* Begin STORED DATA *

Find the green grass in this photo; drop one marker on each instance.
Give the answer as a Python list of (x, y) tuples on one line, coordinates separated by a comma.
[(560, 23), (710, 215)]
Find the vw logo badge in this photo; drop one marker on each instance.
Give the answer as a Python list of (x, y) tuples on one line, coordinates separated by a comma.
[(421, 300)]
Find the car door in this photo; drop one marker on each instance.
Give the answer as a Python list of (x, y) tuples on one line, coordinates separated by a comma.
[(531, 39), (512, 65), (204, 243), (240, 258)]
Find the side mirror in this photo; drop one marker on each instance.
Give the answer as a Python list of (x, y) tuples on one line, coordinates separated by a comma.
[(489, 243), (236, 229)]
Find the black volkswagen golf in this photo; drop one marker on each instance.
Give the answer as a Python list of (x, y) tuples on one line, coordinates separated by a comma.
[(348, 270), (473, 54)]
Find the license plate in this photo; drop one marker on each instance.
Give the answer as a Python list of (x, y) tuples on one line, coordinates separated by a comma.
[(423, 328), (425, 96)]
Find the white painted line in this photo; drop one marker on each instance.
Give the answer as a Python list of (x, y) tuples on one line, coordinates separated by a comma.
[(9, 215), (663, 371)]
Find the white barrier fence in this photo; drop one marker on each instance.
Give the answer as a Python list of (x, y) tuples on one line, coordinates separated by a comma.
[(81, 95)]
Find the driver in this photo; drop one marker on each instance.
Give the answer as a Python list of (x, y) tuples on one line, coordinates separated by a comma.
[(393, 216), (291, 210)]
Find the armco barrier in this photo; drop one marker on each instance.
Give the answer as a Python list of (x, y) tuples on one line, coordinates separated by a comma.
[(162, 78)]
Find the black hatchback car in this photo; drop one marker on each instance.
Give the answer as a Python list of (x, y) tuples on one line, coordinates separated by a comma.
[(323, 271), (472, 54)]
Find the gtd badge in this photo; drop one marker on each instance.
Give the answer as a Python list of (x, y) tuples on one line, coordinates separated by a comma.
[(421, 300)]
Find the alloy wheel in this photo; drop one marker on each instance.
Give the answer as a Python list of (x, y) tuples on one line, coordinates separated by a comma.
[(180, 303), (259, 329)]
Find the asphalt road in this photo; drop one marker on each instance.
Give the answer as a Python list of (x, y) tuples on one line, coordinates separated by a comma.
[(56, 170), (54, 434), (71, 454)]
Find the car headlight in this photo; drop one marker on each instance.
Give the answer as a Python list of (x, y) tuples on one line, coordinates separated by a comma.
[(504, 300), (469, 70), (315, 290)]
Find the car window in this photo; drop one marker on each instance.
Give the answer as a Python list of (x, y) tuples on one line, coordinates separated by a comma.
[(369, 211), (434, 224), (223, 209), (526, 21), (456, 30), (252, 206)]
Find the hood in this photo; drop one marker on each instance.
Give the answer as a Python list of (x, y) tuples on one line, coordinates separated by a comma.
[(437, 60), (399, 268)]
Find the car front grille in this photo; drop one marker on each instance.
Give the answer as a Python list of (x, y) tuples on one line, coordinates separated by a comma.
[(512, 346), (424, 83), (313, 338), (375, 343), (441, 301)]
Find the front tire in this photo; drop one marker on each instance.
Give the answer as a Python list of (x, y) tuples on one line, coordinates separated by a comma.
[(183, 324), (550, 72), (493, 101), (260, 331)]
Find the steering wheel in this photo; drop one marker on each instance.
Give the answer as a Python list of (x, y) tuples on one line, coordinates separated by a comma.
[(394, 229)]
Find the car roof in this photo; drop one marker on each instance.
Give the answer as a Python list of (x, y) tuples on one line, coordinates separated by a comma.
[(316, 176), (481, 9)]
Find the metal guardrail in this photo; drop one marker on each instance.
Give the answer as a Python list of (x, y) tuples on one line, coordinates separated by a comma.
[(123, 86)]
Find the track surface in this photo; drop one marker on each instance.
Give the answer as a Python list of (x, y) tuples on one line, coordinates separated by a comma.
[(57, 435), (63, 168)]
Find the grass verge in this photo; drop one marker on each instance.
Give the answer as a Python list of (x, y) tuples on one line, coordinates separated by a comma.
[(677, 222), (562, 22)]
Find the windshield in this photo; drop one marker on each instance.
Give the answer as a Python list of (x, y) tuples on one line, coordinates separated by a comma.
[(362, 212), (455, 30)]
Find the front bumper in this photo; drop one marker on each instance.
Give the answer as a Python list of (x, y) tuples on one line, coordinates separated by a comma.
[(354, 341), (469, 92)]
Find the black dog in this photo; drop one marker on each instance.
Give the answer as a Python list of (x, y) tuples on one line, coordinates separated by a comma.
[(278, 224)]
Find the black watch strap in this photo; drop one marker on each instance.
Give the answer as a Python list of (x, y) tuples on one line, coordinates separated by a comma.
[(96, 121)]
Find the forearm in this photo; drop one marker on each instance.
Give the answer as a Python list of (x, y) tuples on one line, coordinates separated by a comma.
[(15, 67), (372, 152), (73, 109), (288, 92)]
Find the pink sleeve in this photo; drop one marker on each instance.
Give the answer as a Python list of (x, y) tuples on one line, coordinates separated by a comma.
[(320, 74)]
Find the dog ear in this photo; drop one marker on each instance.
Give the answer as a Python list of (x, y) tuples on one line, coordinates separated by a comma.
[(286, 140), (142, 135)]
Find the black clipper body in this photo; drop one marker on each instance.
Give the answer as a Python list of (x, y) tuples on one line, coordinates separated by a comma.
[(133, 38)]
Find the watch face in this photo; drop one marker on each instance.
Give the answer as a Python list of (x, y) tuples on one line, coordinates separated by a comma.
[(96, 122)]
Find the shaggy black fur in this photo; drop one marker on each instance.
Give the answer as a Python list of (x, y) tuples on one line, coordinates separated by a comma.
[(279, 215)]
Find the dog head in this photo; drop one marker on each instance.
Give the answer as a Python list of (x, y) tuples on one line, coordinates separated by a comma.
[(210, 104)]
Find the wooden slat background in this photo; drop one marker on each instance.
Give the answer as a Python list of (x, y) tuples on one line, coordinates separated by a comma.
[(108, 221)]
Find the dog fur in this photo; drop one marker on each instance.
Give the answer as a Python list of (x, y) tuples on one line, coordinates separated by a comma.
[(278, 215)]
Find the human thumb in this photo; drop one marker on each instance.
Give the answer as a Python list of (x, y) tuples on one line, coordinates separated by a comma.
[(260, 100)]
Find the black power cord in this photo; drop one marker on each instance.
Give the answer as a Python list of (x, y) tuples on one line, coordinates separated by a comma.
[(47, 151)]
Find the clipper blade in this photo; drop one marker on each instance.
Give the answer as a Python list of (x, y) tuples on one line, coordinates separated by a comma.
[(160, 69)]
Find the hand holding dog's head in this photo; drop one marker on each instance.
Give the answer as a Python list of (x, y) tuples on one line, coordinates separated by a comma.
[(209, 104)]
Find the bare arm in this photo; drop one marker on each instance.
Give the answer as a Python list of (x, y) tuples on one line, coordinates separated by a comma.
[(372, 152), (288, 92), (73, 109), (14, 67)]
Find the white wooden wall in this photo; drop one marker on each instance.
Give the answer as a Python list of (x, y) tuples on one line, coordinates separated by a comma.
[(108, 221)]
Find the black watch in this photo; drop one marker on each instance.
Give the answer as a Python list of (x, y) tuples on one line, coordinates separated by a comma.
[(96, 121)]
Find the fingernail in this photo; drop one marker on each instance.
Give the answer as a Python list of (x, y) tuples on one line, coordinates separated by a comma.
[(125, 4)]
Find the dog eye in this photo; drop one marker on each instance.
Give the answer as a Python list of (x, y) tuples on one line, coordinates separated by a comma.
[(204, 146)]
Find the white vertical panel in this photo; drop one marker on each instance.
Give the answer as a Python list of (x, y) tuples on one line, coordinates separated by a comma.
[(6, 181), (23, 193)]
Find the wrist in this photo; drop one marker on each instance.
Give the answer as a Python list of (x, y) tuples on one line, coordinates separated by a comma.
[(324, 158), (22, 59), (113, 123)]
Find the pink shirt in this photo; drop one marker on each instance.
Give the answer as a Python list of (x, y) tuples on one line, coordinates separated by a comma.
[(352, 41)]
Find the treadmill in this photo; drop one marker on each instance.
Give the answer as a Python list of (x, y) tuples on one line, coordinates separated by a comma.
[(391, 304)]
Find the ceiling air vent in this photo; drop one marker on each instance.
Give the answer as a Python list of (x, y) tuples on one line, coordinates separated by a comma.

* End STORED DATA *
* Begin STORED DATA *

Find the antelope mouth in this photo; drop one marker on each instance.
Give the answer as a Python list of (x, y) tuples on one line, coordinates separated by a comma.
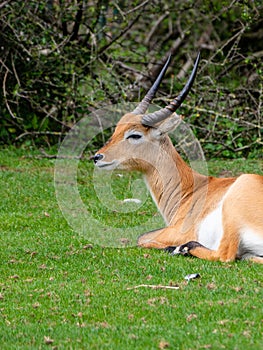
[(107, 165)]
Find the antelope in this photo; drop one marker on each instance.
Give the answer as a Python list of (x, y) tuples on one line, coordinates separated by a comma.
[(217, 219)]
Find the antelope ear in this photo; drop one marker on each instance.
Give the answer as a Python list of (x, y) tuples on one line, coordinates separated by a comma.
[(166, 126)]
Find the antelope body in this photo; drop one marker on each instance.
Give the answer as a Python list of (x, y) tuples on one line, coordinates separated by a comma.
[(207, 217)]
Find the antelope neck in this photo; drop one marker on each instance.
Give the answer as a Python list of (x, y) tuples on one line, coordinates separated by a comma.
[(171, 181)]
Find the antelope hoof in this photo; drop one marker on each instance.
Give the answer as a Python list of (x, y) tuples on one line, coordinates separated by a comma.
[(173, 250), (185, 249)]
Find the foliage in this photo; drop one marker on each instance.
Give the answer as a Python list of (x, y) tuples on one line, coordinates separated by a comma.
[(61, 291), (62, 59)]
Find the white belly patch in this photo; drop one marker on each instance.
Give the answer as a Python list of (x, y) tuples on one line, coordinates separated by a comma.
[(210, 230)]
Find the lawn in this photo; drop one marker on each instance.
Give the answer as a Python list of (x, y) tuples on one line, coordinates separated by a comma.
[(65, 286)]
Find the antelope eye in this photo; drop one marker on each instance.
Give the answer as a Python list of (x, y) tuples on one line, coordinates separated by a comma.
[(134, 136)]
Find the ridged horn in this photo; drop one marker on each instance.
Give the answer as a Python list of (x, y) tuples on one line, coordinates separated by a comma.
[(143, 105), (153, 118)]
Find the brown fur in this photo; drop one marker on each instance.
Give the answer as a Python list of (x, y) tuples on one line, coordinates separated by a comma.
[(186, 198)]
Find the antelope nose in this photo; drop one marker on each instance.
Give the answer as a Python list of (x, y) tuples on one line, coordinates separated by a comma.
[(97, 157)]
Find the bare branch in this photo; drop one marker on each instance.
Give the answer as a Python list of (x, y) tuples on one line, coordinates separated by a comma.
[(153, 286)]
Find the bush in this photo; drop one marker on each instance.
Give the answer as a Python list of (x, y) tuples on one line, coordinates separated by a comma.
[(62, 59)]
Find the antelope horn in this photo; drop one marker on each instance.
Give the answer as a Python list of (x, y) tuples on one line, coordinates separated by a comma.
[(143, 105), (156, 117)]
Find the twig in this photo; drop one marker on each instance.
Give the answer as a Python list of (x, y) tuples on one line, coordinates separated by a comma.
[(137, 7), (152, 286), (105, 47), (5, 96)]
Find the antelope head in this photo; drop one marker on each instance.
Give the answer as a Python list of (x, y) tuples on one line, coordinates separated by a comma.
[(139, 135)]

* End STORED DATA *

Please reproduce the items above word for word, from the line containing "Find the green" through the line containing "[(531, 39), (512, 65), (204, 243), (240, 258)]", including both of those lines.

> [REPLY TO THE EXERCISE]
Find the green grass in this photo; drop one marker on each instance.
Give the answer as a Python list of (x, y) tuples on one line, coordinates separated by a comma.
[(560, 23), (710, 215)]
Find the vw logo badge in this photo; drop one marker on each instance.
Give the answer as a Python list of (x, y) tuples on one line, coordinates separated by a comma.
[(421, 300)]
Find the car door in this photo; drop one marker on each instance.
Give the answer as a Python list of (x, y) tuples on one line, coordinates separated by a comma.
[(531, 39), (512, 65), (204, 243), (240, 258)]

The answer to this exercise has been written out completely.